Extract:
The gloves came off during last night’s Democratic debate And that’s putting it mildly. It was a brutal slugfest all around, but former New York City Mayor Michael Bloomberg took the most direct hits, being called out sharply on his record on redlining, stop and frisk, and in a brutal exchange with an emboldened Senator Elizabeth Warren, on allegations of misogyny in his workplace and his use of non-disclosure agreements to silence women. “We are not going to beat Donald Trump with a man who has, who knows how many, nondisclosure agreements and the drip, drip, drip of stories of women saying they have been harassed and discriminated against,” she said. Recap below, fact-check of the debate here.

Supplied material:
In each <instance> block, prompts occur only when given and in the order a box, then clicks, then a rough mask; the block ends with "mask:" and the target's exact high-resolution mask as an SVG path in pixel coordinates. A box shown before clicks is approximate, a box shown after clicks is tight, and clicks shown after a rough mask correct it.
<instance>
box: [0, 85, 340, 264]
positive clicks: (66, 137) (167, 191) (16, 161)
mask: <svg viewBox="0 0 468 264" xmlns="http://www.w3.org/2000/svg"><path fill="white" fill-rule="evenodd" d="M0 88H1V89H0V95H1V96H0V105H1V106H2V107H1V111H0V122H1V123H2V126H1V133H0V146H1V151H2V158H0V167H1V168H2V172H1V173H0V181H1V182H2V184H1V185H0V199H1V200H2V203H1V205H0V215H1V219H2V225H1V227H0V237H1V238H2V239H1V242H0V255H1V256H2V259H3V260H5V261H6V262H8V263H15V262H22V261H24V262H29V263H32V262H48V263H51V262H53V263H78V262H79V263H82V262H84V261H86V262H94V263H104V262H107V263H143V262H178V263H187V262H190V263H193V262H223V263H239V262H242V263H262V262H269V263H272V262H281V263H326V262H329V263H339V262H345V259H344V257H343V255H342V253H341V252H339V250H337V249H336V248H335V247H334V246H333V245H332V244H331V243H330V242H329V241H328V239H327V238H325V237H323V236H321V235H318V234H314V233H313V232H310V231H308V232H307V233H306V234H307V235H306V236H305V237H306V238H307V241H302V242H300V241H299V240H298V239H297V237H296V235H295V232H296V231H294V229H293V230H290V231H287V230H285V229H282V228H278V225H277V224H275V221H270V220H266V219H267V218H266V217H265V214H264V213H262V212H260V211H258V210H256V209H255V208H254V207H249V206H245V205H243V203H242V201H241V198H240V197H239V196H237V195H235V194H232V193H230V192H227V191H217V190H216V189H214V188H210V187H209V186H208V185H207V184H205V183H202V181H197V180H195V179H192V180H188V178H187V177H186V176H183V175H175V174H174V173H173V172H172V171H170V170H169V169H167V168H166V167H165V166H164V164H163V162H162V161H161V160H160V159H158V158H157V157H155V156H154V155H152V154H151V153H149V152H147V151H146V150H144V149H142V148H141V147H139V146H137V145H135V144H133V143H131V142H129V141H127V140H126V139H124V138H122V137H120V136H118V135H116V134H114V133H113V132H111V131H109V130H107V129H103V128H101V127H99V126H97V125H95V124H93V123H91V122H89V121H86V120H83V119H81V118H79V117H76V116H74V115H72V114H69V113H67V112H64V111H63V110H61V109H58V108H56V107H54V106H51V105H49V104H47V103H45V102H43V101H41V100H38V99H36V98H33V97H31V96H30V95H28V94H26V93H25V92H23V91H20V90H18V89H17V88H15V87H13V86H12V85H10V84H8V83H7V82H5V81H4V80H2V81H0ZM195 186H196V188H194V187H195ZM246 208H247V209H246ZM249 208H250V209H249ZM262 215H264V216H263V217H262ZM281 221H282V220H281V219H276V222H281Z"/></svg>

Brief 1:
Rewrite the debate excerpt, everything from "The gloves came" down to "of the debate here.", with "slugfest" replaced by "brawl".
Brief 2:
According to the debate excerpt, who took the most direct hits during the debate?
Brief 3:
In one to three sentences, explain the reason Senator Elizabeth Warren gives in the debate excerpt for why "we" will not beat Donald Trump with the man she describes.

Response area 1:
The gloves came off during last night’s Democratic debate And that’s putting it mildly. It was a brutal brawl all around, but former New York City Mayor Michael Bloomberg took the most direct hits, being called out sharply on his record on redlining, stop and frisk, and in a brutal exchange with an emboldened Senator Elizabeth Warren, on allegations of misogyny in his workplace and his use of non-disclosure agreements to silence women. “We are not going to beat Donald Trump with a man who has, who knows how many, nondisclosure agreements and the drip, drip, drip of stories of women saying they have been harassed and discriminated against,” she said. Recap below, fact-check of the debate here.

Response area 2:
Former New York City Mayor Michael Bloomberg.

Response area 3:
Warren says Trump will not be beaten with a man who has who knows how many nondisclosure agreements. She also points to the "drip, drip, drip" of stories from women saying they have been harassed and discriminated against.